*Brief*.
Reproduce the full article on the Aiken Design Review Board and Hotel Aiken, word for word.

*Reading text*.
The Aiken Design Review Board on Tuesday night rendered no hard opinion on the status of Hotel Aiken or whether it is in a state of self-demolition, and instead suggested working with the hotel's ownership to allay public concerns and secure information about the potentially stalled projects there.
Some members of the board – tasked with preserving the city's historic portions and features – urged hotel officials to keep the public informed about the landmark property and work being done, of which there is much, according to owner Neel Shah and a representative, attorney Jennifer Stone, at the meeting.
A "timeline or some sort of an explanation of where" the Hotel Aiken renovation and rebuild stands would be of serious public interest, board member John McMichael Jr. said Tuesday night, and would likely correct misconceptions. McDonald Law, the Design Review Board chairman, both during and after the meeting agreed, emphasizing that a reviewable report would be appreciated.
"You know," McMichael said, "perception is everything."
Hotel Aiken, at the prominent downtown corner of Laurens Street and Richland Avenue, has for years now been the subject of a grand, multimillion-dollar renovation and modernization effort. In December 2017, Shah revealed the hotel, which dates back more than century, would join the Courtyard by Marriott family while retaining its local business ties and its historic charm.
At the time, Shah said the new and improved Hotel Aiken – more rooms, a patio, places to meet, water features – would be ready by the 2019 Masters. It's now August 2020; the doors have not opened, the place is gutted and little exterior progress has been made recently.
Inside, though, is a different story, Stone told the board. Tedious, intensive work and planning is ongoing, she said, noting the coronavirus pandemic has decimated the hospitality industry the world over.
The languishing outward appearance of the hotel, however, led the owner of nearby Malia's Restaurant to inquire in July about the city's demolition by neglect provision and whether it would be applicable to the in-limbo lodging.
"It just doesn't look like anybody cares," Design Review Board member Katy Lipscomb said of the hotel. Ryan Bland, the city's planning director, noted there was some cosmetic damage: peeling paint and a damaged cornice, as examples.
Demolition by neglect is a rare maneuver the city can use to intervene and compel property owners to address blight and, in a broader context, protect noteworthy architecture. Law has said it is more defensive and protective than offensive and destructive.

[Excerpts from a dataset]
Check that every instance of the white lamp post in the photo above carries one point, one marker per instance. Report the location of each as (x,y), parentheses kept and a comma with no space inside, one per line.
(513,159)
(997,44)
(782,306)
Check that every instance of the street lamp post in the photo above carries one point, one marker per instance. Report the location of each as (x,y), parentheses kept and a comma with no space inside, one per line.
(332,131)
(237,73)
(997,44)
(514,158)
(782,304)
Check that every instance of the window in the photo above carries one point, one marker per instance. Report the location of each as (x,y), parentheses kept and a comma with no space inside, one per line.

*Task solution*.
The Aiken Design Review Board on Tuesday night rendered no hard opinion on the status of Hotel Aiken or whether it is in a state of self-demolition, and instead suggested working with the hotel's ownership to allay public concerns and secure information about the potentially stalled projects there.
Some members of the board – tasked with preserving the city's historic portions and features – urged hotel officials to keep the public informed about the landmark property and work being done, of which there is much, according to owner Neel Shah and a representative, attorney Jennifer Stone, at the meeting.
A "timeline or some sort of an explanation of where" the Hotel Aiken renovation and rebuild stands would be of serious public interest, board member John McMichael Jr. said Tuesday night, and would likely correct misconceptions. McDonald Law, the Design Review Board chairman, both during and after the meeting agreed, emphasizing that a reviewable report would be appreciated.
"You know," McMichael said, "perception is everything."
Hotel Aiken, at the prominent downtown corner of Laurens Street and Richland Avenue, has for years now been the subject of a grand, multimillion-dollar renovation and modernization effort. In December 2017, Shah revealed the hotel, which dates back more than century, would join the Courtyard by Marriott family while retaining its local business ties and its historic charm.
At the time, Shah said the new and improved Hotel Aiken – more rooms, a patio, places to meet, water features – would be ready by the 2019 Masters. It's now August 2020; the doors have not opened, the place is gutted and little exterior progress has been made recently.
Inside, though, is a different story, Stone told the board. Tedious, intensive work and planning is ongoing, she said, noting the coronavirus pandemic has decimated the hospitality industry the world over.
The languishing outward appearance of the hotel, however, led the owner of nearby Malia's Restaurant to inquire in July about the city's demolition by neglect provision and whether it would be applicable to the in-limbo lodging.
"It just doesn't look like anybody cares," Design Review Board member Katy Lipscomb said of the hotel. Ryan Bland, the city's planning director, noted there was some cosmetic damage: peeling paint and a damaged cornice, as examples.
Demolition by neglect is a rare maneuver the city can use to intervene and compel property owners to address blight and, in a broader context, protect noteworthy architecture. Law has said it is more defensive and protective than offensive and destructive.